- **Required work**
(1) In the snowboarding forum post, how many years did the poster spend in Spain?
(2) Rewrite the paragraph of the snowboarding forum post that begins "The Reason for joining this forum" as a short bulleted list that keeps its main facts.
(3) Please output the part of the snowboarding forum post from "Been skiing and" up to and including "the snow conditions.".

- **Document extract**
>> Begin

# Quick Intro from and Australian living in Europe



## skippy79 (Jan 6, 2012)

Just thought it would be nice to introduce myself here before I start scoring info off you guys.
I'm an 32 yr old Ozzie bloke living in Belgium after spending 13yrs in OZ, 9yrs in Holland and another 5yrs in Spain.
Been skiing and boarding since 4yrs old, so not really a newbie, but haven't really got into it that much except the week a year I usually done.
I love riding motorbikes and race locally here on a super bike, but since thats a summer sport, I reckoned I needed to get into something a bit more during the winter.
So I choose to start to get into snowboarding a bit more and have 3 trips planned in the next few months and possibly another one at easter( depends on the snow conditions.
Been To Chamonix, Avoriaz, Morzine, Ellmau, Mayrhofen, hochfugen, Falls Creek, Mt Hothem and I'm going back to Ellmau this yr.

The Reason for joining this forum is due to the fact I used to have my own stuff, but don't any more and am looking to buy equipment again.
So if anyone can help me
I'm 6,1, weigh roughy 200 and ride mostly groomed trails, sometimes off piste and the fun park(mostly rails and smallish kickers, but I would spend 80% of the time ride groomed trails.
I was looking at a Ride Antic/Manchete 161 with the new GNU bindings (step in), would this suit me? I don't need a wide board as I only have size 9.5 boots
I'm also looking for boots and though the burton ION or the 32 Lashers.

What do you guys think?
Any other ideas of info would be great

BTW, I don't have a money tree in my backyard, so don't want to splash a lot of cash, Will be looking to spend +/-700€(I think about 1000$)

Anyway, thats a bit about me, now off to ask plenty of questions


----------

>> End

- **Data section**
>> Begin

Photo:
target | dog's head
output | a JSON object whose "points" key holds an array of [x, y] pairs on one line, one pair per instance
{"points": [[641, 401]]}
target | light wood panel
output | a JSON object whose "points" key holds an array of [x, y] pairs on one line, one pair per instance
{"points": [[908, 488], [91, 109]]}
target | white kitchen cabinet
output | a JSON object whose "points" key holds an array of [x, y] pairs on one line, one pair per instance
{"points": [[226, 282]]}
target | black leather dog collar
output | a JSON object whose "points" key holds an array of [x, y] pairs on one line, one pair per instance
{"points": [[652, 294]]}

>> End

- **Exercise results**
(1) Five years.

(2)
- Joined the forum to get help buying equipment again after no longer owning any
- Is 6,1 and weighs roughly 200
- Rides mostly groomed trails (about 80% of the time), sometimes off piste and the fun park (mostly rails and smallish kickers)
- Considering a Ride Antic/Manchete 161 with the new GNU step-in bindings
- Doesn't need a wide board, with size 9.5 boots
- Considering the Burton ION or the 32 Lashers for boots

(3)
Been skiing and boarding since 4yrs old, so not really a newbie, but haven't really got into it that much except the week a year I usually done.
I love riding motorbikes and race locally here on a super bike, but since thats a summer sport, I reckoned I needed to get into something a bit more during the winter.
So I choose to start to get into snowboarding a bit more and have 3 trips planned in the next few months and possibly another one at easter( depends on the snow conditions.